■ **Entries provided**
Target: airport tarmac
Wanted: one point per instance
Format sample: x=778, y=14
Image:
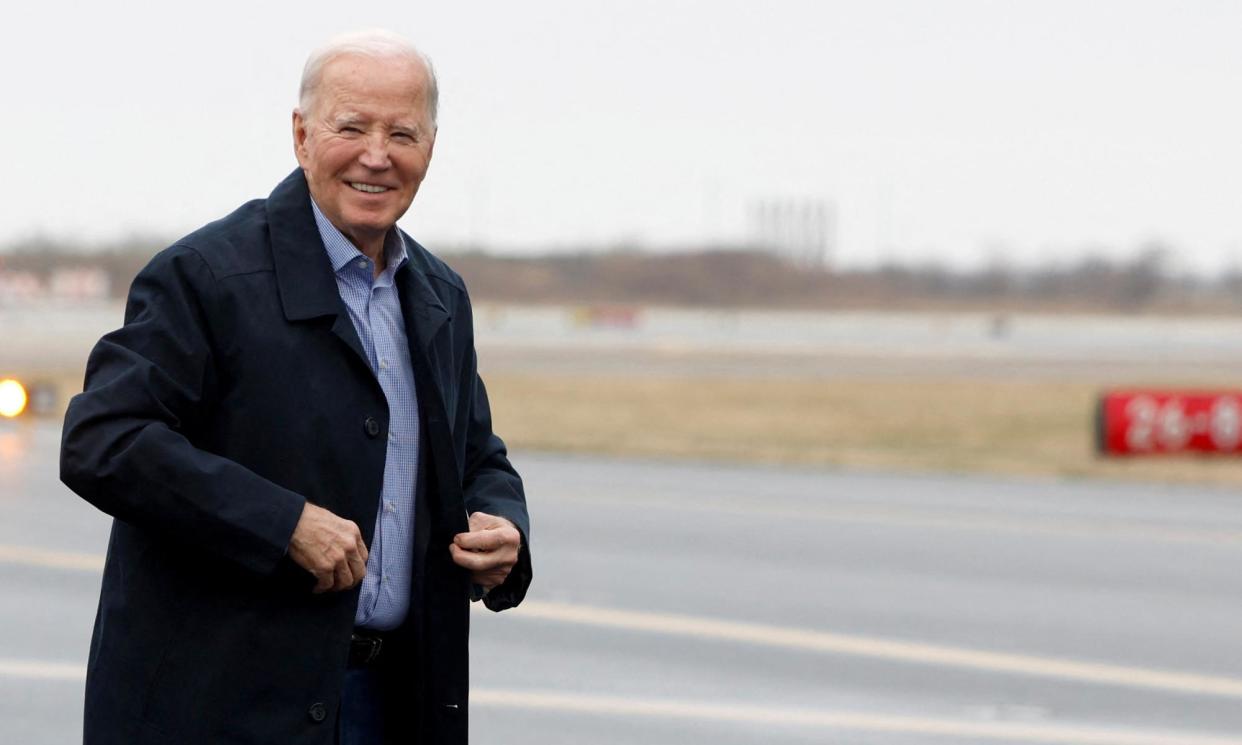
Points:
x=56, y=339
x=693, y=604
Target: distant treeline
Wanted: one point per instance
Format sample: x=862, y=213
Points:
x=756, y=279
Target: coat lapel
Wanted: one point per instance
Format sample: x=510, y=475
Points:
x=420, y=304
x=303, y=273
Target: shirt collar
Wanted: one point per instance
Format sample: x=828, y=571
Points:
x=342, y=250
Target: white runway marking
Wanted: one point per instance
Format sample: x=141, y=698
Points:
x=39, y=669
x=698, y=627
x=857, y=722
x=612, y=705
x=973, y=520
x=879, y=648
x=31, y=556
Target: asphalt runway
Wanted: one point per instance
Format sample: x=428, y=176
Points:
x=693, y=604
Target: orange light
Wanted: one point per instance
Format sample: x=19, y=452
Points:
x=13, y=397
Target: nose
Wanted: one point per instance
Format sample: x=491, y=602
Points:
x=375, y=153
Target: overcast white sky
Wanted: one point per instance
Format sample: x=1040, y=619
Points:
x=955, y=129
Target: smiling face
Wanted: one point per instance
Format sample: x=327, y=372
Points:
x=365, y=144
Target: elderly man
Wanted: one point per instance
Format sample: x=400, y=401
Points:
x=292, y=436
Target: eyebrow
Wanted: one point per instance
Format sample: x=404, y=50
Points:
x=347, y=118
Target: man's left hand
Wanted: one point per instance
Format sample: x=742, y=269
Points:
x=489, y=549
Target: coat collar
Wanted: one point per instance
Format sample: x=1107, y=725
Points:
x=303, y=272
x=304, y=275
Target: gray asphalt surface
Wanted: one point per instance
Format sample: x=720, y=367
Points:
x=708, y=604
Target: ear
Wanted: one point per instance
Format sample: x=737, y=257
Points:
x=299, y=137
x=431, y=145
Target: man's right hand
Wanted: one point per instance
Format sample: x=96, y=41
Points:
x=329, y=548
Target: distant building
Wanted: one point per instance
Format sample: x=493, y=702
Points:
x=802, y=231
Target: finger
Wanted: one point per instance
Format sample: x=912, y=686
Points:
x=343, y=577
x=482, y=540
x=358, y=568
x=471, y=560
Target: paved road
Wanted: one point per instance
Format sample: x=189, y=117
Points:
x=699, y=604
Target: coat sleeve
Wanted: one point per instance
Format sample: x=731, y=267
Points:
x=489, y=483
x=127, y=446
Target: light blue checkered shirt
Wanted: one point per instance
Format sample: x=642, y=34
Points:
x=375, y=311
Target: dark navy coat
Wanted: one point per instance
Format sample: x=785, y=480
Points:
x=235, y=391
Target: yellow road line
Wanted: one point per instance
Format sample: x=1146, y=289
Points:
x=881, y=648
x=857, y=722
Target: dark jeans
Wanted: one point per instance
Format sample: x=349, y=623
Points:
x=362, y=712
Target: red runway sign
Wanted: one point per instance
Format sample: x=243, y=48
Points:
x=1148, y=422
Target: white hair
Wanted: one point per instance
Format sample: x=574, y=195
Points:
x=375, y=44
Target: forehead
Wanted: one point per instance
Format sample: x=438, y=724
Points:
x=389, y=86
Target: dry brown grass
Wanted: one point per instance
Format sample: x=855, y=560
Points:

■ **Aim of the exercise**
Copy out the material word for word, starting with the line that contains "Target: forehead" and going on through the last line of the material, both included.

■ **Correct output**
Target: forehead
Wanted: one point per instance
Format sample: x=438, y=724
Points:
x=389, y=86
Target: dry brown grass
Wanted: one point per instance
Format sample: x=855, y=560
Points:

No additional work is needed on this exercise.